REQUIRED TASK 1 = Count the lines in the entries below that contain the string "tree", and reply with that number alone.

SOURCE EXTRACT =
☆ ☆ ☆ ☆ ☆ ☆ ☆
Well, it was only a matter of time.
The tedious, long-running, press-bashing, minor-celeb tufty hunt that is the Leveson Inquiry has finally wrought a backlash.
And leading the charge are the lefty-libertarians at spiked, which has launched The Counter-Leveson Inquiry.
In his article announcing the launch, spiked editor (and Telegraph blogger) Brendan O’Neill notes that ones re-opening the inquiry on Monday, Lord Leveson mention he found ‘publicly expressed concerns’ about the inquiry ‘troubling’.
The most remarkable thing about Leveson’s admission to feeling troubled by public criticisms is that, sadly, there has been very little public criticism of his showtrial of the tabloids. You could count on one hand, or at a stretch two hands, the number of journalists and politicians who have dared to question the right of one judge to marshal celebrities and coppers to the cause of redefining the ethics of the press.
Quite so. There has been the usual drooling over the attacks on the Murdoch tabloids by the more totalitarian-inclined of our “liberal” lickspittle media – The Guardian, The Independent, the BBC etc – but the rest of the mainstream media has generally cowered in the corner, with only the Mail‘s Paul Dacre putting up any semblance of a fight in what is really a kangaroo court.
And it is a kangaroo court. Witnesses line up and grab their allotted 15 minutes of fame – or, the case of faded celebrities and failed politicians, to grab another 15 minutes of celebrity – making whatever allegations fits their agenda of vengeance, outrage, paranoia and shamelessness. There is no forensic cross-examination of these allegations such as would occur in a court of law, either criminal, where the criteria is beyond reasonable count, or civil, where the criteria is the balance of probabilities.
Instead, they are met with gentle questions eliciting their feelings, impressions and thoughts more appropriate for a student counselling session than a formal, quasi-judicial inquiry. For many of the witnesses, this is true nirvana: not only do have a spotlight of a softer, more flattering hue cast upon them, they get a free ego-massage thrown in too.
☆ ☆ ☆ ☆ ☆ ☆ ☆
EXERCISE DATA =

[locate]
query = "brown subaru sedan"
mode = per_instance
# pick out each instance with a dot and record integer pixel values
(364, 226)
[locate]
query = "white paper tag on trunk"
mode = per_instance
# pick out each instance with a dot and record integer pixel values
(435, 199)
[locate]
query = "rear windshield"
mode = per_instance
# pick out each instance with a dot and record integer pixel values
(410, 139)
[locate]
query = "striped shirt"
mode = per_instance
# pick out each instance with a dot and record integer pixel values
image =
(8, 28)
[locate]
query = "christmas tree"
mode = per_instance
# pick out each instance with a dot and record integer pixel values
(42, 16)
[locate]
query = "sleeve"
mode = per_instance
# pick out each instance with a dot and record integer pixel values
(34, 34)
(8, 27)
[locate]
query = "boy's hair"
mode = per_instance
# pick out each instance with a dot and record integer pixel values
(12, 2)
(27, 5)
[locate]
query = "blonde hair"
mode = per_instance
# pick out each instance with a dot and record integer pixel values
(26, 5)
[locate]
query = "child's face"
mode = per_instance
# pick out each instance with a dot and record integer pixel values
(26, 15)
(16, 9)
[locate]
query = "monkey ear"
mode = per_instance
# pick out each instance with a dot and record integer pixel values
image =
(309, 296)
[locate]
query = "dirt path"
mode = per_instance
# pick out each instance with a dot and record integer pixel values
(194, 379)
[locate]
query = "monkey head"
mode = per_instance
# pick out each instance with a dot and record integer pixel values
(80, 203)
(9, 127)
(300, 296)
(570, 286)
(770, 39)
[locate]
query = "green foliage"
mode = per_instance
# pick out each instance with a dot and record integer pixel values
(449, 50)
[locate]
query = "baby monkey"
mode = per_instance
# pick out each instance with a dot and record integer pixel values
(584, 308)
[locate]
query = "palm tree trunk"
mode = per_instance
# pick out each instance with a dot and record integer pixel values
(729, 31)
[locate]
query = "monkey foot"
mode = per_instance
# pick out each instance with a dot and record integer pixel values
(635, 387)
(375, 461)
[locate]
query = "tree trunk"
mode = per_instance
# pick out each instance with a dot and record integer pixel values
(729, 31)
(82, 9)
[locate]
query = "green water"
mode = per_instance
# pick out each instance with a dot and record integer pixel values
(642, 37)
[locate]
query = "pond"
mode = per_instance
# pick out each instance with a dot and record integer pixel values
☆ ☆ ☆ ☆ ☆ ☆ ☆
REQUIRED TASK 2 = Pick up the Leveson Inquiry piece above after its last sentence and carry on writing it.

EXERCISE ANSWER 1 = 3

EXERCISE ANSWER 2 =
One troubling aspect of the Levenson inquiry that O’Neill doesn’t comment on in his article – strangely, since it’s one of his hobby-horses – is that by almost solely attacking the tabloids, this is really just another extended prole-bash. The tabloids cater for a sizeable readership who loves celeb gossip; some of the tabs catered to this demand by nefarious means, by illicit phone-hacking or paying cops for tip-offs of celeb shenanigans etc. Of that there’s no doubt.
But hang on: during the Leveson recess, we had the unedifying sight of the usual suspects – the aforementioned Guardian, Independent, BBC etc – drooling over “hacked” documents “proving” that the right-wing US Heartland Institute, which takes a robust anti-man-made global warming line, along with many other activities, was plotting to use the untold millions it gets from Big Oil to foil pro-climate changee scientists by “dissuading teachers from teaching science”.
The fact the central “strategy” document was a crudely cobbled-together fake and that the genuine documents – which were blandly routine meeting reports that hardly showed Heartland wallowing around in Big Oil bucks like Scrooge McDuck – had been obtained by fraud by pro-climate change activist, Peter Gleick, who has since confessed to the phishing, though not to the faking.
That they had tacitly supported and thereby endorsed illegal activities because it suited their news agenda in this instance did not seem to faze then usual suspects. Indeed, the Guardian even ran an extraordinary piece by The Ethics of Climate Change author James Garvey in which he said:
Was Gleick right to lie to expose Heartland and maybe stop it from causing further delay to action on climate change? If his lie has good effects overall – if those who take Heartland’s money to push scepticism are dismissed as shills, if donors pull funding after being exposed in the press – then perhaps on balance he did the right thing. It could go the other way too – maybe he’s undermined confidence in climate scientists. It depends on how this plays out.
So: the ends justifies the means, eh? But only if it’s the Guardian’s ends, it would seem. It certainly doesn’t apply to those filthy red-tops’ ends. Some may call that moral relativism. I call it rank hypocrisy.
But don’t expect such high-minded shenanigans to get even a mention at Leveson. It’s the tabloids which are in the firing line, and while it’s them, the usual suspects will happily cheer the inquiry on.
But O’Neill is surely right to note that whether they are active cheerleaders or cowering curs, mainstream journalists are oblivious to the bonfire which is being built under their feet:
It is alarming that, in a country where the poet John Milton demanded freedom of the press more than 350 years ago, and where many other writers and activists subsequently fought tooth-and-catapult to expel state forces from the worlds of writing and publishing, so many should now acquiesce to an inquiry which gives a judge and his chums the power to tell the media what its morals should be.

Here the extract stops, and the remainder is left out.